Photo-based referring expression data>
------

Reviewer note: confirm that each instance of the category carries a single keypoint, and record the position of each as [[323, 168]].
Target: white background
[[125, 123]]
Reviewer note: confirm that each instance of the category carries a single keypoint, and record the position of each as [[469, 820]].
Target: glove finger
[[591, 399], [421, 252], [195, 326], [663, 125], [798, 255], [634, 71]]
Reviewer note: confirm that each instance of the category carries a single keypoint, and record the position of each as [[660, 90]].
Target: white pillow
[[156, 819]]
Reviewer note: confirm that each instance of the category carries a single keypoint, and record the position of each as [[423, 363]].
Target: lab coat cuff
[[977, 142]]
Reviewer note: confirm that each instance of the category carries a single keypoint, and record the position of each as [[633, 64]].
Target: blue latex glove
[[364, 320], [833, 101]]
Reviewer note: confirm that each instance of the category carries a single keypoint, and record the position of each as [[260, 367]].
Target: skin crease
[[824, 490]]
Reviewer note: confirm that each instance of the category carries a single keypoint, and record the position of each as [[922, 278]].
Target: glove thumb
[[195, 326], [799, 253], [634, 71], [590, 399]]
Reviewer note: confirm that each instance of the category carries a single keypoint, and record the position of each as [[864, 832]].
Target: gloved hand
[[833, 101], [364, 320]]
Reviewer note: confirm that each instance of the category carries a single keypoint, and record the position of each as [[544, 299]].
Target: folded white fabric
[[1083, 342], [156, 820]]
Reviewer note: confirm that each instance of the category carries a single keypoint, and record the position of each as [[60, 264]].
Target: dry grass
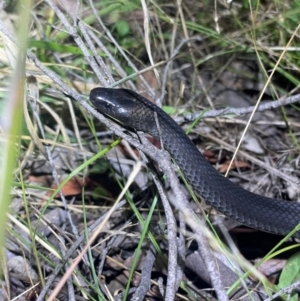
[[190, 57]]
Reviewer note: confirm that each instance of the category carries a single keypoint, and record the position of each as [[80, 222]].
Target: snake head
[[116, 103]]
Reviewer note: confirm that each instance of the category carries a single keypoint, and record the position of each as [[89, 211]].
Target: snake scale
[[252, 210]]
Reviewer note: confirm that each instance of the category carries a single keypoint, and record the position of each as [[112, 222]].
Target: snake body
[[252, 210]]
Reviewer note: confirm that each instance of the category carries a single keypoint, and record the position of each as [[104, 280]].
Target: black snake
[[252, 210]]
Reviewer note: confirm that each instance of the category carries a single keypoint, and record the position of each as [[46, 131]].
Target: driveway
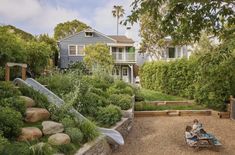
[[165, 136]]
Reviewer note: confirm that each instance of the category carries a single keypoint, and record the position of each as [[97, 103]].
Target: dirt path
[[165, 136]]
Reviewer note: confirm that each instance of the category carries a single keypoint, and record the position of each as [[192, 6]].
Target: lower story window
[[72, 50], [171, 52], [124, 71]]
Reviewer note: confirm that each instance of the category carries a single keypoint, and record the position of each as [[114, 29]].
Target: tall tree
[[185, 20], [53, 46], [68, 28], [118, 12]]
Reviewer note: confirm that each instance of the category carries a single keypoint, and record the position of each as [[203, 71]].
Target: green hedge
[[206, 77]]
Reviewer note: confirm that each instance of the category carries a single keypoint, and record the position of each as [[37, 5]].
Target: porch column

------

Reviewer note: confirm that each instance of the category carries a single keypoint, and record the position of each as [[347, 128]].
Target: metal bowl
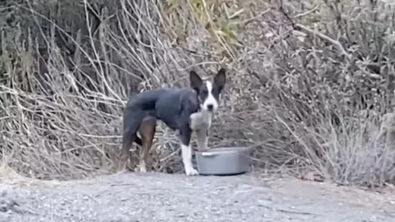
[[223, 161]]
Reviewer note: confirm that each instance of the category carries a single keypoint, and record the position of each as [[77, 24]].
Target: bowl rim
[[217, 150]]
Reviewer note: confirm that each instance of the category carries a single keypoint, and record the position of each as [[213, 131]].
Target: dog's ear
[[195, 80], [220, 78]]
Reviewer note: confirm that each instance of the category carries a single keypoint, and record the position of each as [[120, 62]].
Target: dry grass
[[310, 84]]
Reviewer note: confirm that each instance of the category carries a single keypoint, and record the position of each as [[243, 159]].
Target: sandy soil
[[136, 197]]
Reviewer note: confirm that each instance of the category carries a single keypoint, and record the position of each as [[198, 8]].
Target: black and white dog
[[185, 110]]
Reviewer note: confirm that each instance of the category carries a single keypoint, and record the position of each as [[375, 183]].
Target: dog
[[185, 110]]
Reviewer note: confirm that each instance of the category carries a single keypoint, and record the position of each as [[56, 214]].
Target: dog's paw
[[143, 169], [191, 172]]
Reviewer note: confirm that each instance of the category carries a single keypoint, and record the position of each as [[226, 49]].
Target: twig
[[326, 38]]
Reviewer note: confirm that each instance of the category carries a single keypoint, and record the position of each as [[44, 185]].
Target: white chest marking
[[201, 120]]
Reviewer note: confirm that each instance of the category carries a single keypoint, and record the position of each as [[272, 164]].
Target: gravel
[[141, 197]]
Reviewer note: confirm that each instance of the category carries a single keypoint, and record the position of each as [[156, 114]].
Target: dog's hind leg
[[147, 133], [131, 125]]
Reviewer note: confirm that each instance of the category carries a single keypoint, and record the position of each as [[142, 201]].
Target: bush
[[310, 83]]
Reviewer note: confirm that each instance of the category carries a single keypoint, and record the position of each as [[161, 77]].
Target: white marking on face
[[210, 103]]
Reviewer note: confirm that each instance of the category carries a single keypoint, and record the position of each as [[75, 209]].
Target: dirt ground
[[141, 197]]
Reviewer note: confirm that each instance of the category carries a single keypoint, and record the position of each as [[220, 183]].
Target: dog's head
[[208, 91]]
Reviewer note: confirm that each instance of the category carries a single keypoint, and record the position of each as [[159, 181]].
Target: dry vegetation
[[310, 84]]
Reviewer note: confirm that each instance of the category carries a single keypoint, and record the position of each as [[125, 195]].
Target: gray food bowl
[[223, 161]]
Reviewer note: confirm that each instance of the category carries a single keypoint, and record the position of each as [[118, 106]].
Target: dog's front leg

------

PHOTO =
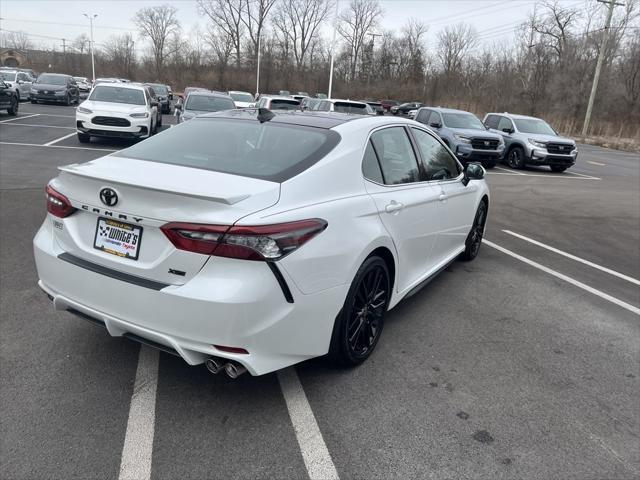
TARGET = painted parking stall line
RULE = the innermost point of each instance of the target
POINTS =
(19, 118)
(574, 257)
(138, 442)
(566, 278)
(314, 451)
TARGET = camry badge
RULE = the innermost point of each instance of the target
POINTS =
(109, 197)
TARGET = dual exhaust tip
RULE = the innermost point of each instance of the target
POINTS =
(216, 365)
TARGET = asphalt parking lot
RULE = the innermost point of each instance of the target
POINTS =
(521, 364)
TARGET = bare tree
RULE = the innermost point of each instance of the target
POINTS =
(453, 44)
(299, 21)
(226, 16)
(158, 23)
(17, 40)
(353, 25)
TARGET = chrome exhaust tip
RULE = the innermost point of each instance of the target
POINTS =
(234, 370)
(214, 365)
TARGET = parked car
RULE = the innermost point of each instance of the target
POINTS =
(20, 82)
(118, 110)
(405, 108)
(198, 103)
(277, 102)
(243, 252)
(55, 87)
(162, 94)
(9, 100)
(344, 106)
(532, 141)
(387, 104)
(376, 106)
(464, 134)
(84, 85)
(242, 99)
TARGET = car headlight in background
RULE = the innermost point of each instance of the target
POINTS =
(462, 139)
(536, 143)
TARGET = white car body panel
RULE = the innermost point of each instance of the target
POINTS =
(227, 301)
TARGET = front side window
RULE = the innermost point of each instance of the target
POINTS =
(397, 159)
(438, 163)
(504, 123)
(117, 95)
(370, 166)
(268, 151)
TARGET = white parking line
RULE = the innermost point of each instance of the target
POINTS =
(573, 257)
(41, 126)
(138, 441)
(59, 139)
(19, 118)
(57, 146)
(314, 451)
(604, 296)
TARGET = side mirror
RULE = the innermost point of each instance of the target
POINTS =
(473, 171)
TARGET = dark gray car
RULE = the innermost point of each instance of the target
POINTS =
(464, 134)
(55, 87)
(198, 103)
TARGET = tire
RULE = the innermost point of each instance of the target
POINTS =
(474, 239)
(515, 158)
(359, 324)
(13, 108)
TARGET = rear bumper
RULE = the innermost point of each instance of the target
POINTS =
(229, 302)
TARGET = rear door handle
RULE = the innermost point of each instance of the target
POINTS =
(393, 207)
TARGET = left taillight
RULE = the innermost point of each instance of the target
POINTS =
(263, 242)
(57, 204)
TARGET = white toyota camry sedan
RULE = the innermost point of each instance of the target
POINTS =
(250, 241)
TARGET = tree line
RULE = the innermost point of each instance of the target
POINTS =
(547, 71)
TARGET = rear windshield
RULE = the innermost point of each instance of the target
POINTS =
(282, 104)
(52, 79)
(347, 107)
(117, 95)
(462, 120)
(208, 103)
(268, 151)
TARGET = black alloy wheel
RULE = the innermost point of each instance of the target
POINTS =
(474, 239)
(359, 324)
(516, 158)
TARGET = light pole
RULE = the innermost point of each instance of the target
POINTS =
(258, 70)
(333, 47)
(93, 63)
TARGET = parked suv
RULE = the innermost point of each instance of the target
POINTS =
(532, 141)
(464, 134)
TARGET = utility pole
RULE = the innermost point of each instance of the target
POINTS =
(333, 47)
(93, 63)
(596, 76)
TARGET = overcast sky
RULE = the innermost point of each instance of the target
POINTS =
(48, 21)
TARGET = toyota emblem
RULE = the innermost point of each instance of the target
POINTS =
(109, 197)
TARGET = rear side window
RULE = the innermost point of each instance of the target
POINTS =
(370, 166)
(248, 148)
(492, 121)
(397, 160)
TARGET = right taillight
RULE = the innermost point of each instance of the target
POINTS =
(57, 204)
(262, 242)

------

HOW TO COMPLETE THIS TASK>
Reproduce only the lines above spanning from the line containing "Target: bowl rim" through the line containing "as [[120, 62]].", word for word.

TASK SOLUTION>
Target: bowl rim
[[217, 150]]
Reviewer note: confirm that each instance of the category carries a single keypoint, and record the position of each as [[213, 131]].
Target: dog's ear
[[195, 80], [220, 78]]
Reviewer note: confirm that each instance of the category carries a single keypoint, and record the position of each as [[120, 62]].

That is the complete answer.